#### 给定文本:
--------------------
HDU2021多校(3)C_ForgivingMatching

🔗

💡

一看就是一个通配符下的字符串匹配问题
只需要对所有的字符分开考虑即可，就是正常的多项式然后一个式子反过来
求出从每一个位置作为开始的不相似度为多少，（m-匹配度）注意由于通配符的存在如果遇见两个通配符对应了话会重复多算九次，因此要以通配符为匹配符再扣一次 $9$ 就好了
最后求一下所有不相似度对应起始下标个数的前缀和，就是答案

✅

int n, m;
char s[N], t[N];

struct Complex {
    double x, y;
    Complex friend operator + ( Complex a, Complex b ) { return {a.x + b.x, a.y + b.y}; }
    Complex friend operator - ( Complex a, Complex b ) { return {a.x - b.x, a.y - b.y}; }
    Complex friend operator * ( Complex a, Complex b ) { return { a.x * b.x - a.y * b.y, a.x * b.y + a.y * b.x}; }
} a[N], b[N];
int rev[N], bit, tot;

inline void fft (Complex a[], int op) {
    for (int i = 0; i < tot; i ++) {
        if (i < rev[i]) swap(a[i], a[rev[i]]);
    }
    for (int mid = 1; mid < tot; mid <<= 1) {
        Complex w1 = {cos(PI / mid), op * sin(PI / mid)};
        for (int i = 0; i < tot; i += mid << 1) {
            Complex wk = {1, 0};
            for (int j = 0; j < mid; j ++, wk = wk * w1) {
                Complex x = a[i + j], y = wk * a[i + j + mid];
                a[i + j] = x + y, a[i + j + mid] = x - y;
            }
        }
    }
}

int res[N], cnt[N];

inline void Work (char c, int v) {
    for (int i = 0; i < tot; i ++) a[i] = b[i] = {0, 0};
    for (int i = 0; i < n; i ++) a[i].x = s[i] == c || s[i] == '*';
    for (int i = 0; i < m; i ++) b[i].x = t[m - i - 1] == c || t[m - i - 1] == '*';

    fft(a, 1); fft(b, 1);
    for (int i = 0; i < tot; i ++) a[i] = a[i] * b[i];
    fft(a, -1);
    
    for (int i = m - 1; i <= n + m - 2; i ++) 
        res[i - m + 1] += (int)(a[i].x / tot + 0.5) * v;
}

inline void Solve () {
    scanf("%d%d", &n, &m);
    scanf("%s%s", s, t);

    for (int i = 0; i <= n; i ++) cnt[i] = res[i] = 0;
    bit = 0; while ((1 << bit) < n + m - 1) bit ++; tot = 1 << bit;
    for (int i = 0; i < tot; i ++) rev[i] = rev[i >> 1] >> 1 | ((i & 1) << (bit - 1));

    for (char i = '0'; i <= '9'; i ++) Work(i, 1);
    Work('*', -9);

    for (int i = 0; i < n - m + 1; i ++) cnt[m - res[i]] ++;
    for (int i = 1; i <= m + 1; i ++) cnt[i] += cnt[i - 1];


    for (int i = 0; i <= m; i ++) printf("%d\n", cnt[i]);
}

---

ICPC2021大田H_RockPaperScissors

🔗

💡

本题是用于解决字符串匹配相似度的
本题最朴素的写法就是暴力匹配，然后时间是O(nm)，稳T
最显眼的还是只有三个字符，字符串在一位一位匹配的时候，很像多项式卷积的过程，用到一位对应一位求解
那么其实可以反转一下b串，让这个对应刚好使得指数为定值
那么我们也可以利用多项式卷积，把一个字符串以某个字符匹配时的相似度做一个多项式
即我们在以字符c匹配时令一个位置的系数为[s[i]=c]
那么可以构造出这样一个多项式

这样在第一次匹配时，即寻找指数为2的卷积结果。第二次匹配时寻找指数为3的卷积结果...
--------------------
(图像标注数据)
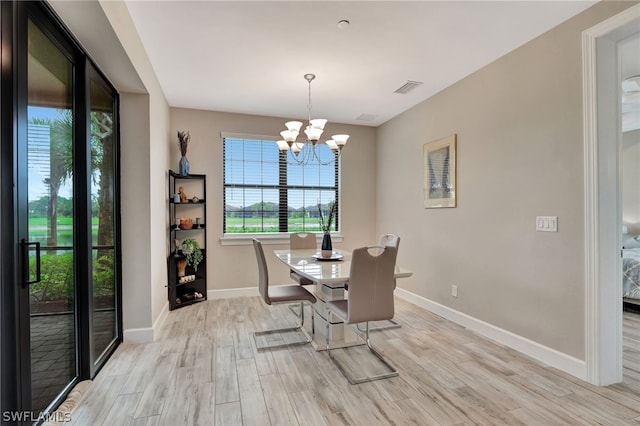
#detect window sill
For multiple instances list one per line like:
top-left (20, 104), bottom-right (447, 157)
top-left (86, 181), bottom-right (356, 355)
top-left (220, 233), bottom-right (342, 247)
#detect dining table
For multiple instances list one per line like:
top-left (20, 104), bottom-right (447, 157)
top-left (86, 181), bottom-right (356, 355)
top-left (274, 249), bottom-right (413, 351)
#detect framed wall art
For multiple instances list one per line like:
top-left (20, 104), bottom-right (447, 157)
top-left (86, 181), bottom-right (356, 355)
--------------------
重写给定文本中从“本题是用于解决字符串匹配相似度的”到“寻找指数为3的卷积结果...”的部分，并将其中的“暴力匹配”换成“逐位比对”。

#### 练习结果:
本题是用于解决字符串匹配相似度的
本题最朴素的写法就是逐位比对，然后时间是O(nm)，稳T
最显眼的还是只有三个字符，字符串在一位一位匹配的时候，很像多项式卷积的过程，用到一位对应一位求解
那么其实可以反转一下b串，让这个对应刚好使得指数为定值
那么我们也可以利用多项式卷积，把一个字符串以某个字符匹配时的相似度做一个多项式
即我们在以字符c匹配时令一个位置的系数为[s[i]=c]
那么可以构造出这样一个多项式

这样在第一次匹配时，即寻找指数为2的卷积结果。第二次匹配时寻找指数为3的卷积结果...